Task set:
1 – Answer these questions using the text on prostate radiotherapy planning:
(a) On how many men's CT planning scans were the target and organs outlined?
(b) With 9-field IMRT, what was the mean percentage volume of small bowel and colon receiving >45 Gy?
(c) What percentage of rectal volume was irradiated >45 Gy under 3D-CRT?
2 – Continue the text on prostate radiotherapy planning, beginning right after its final sentence.

Extract provided:
____

To investigate the role of intensity-modulated radiation therapy (IMRT) to irradiate the prostate gland and pelvic lymph nodes while sparing critical pelvic organs, and to optimize the number of beams required.


Target, small bowel, colon, rectum, and bladder were outlined on CT planning scans of 10 men with prostate cancer. Optimized conventional (RT) and 3-dimensional conformal radiotherapy (3D-CRT) plans were created and compared to inverse-planned IMRT dose distributions using dose-volume histograms. Optimization of beam number was undertaken for the IMRT plans.


With RT the mean percentage volume of small bowel and colon receiving >45 Gy was 21.4 +/- 5.4%. For 3D-CRT it was 18.3 +/- 7.7% (p = 0.0043) and for 9-field IMRT it was 5.3 +/- 1.8% (p < 0.001 compared to 3D-CRT). For 7, 5, and 3 IMRT fields, it was 6.4 +/- 2.9%, 7.2 +/- 2.8%, and 8.4 +/- 3.8% (all p < 0.001 compared to 3D-CRT). The rectal volume irradiated >45 Gy was reduced from 50.5 +/- 16.3% (3D-CRT) to 5.8 +/- 2.1% by 9-field IMRT (p < 0. 001) and bladder from 52.2 +/- 12.8% to 7 +/- 2.8% (p < 0.001). Similar benefits were maintained for 7, 5, and 3 IMRT fields.

____

Records supplied:
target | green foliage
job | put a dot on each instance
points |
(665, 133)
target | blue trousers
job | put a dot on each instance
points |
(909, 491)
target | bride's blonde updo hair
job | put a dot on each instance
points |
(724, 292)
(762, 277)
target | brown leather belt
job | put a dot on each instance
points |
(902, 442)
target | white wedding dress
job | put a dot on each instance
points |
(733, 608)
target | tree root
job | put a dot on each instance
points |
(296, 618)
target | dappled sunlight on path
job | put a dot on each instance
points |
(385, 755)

____

Answers for each item:
1 –
(a) 10
(b) 5.3 +/- 1.8%
(c) 50.5 +/- 16.3%

2 –
The reduction in critical pelvic organ irradiation seen with IMRT may reduce side effects in patients, and allow modest dose escalation within acceptable complication rates. These reductions were maintained with 3-5 IMRT field plans which potentially allow less complex delivery techniques and shorter delivery times.